____ SELECTED EXCERPT
I wonder, what is the fastest way to accomplish this kind of task in PostgreSQL. I am interested in the fastest solutions ever possible.

It would help if we really understood your use-case. If you want to fully reset your database to a known starting state for test runs, why not just have a base database initialized exactly as you wish, say "test_base", then just drop your test database and create the new database from your template:
drop database test;
create database test template test_base;

This should be very fast but it won't allow you to exclude individual tables.

Are you interested in absolute fastest as a mind-game or is there a specific use requirement, i.e. how fast is fast enough? This is the basic starting point for tuning, hardware selection, etc.

Truncate should be extremely fast but on tables that are as tiny as yours the difference may not be visible to an end-user. I just tried a "delete from" to empty a 10,000 record table and it took 14 milliseconds so you could do your maximum of 100 tables each containing 10-times your max number of records in less than two seconds.
________
# [SET EXERCISE]
Carry on the PostgreSQL table-reset discussion above from its last sentence. The material after this point was taken from an unrelated source.
____ SOURCE DATA
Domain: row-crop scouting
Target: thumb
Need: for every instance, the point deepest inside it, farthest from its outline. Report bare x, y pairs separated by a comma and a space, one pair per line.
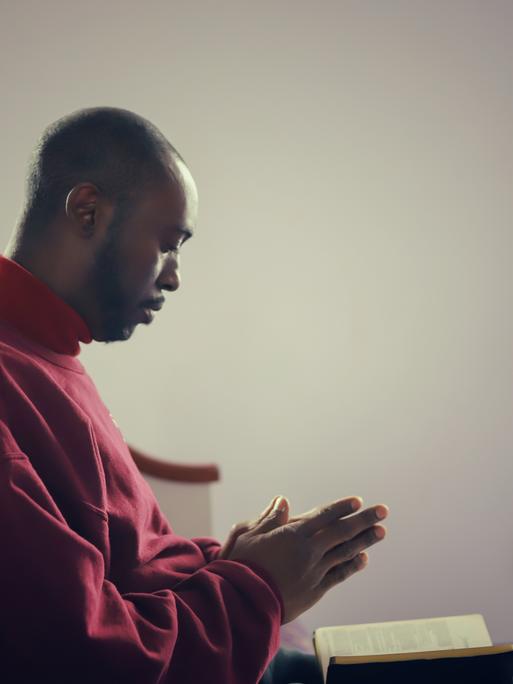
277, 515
________
# [EXERCISE RESULT]
Regardless of the method you choose, you need to be sure that nobody is accessing the database when you reset it. The drop/create database method will, of course, require and enforce that. Truncate requires an exclusive lock so it may appear to be very slow if it is waiting to get that lock. And even if you don't have locking issues, your reluctance to wrap your reset code in transactions means that a client could be updating some table or tables whenever the reset script isn't actively working on that same table leading to unexplained weird test results.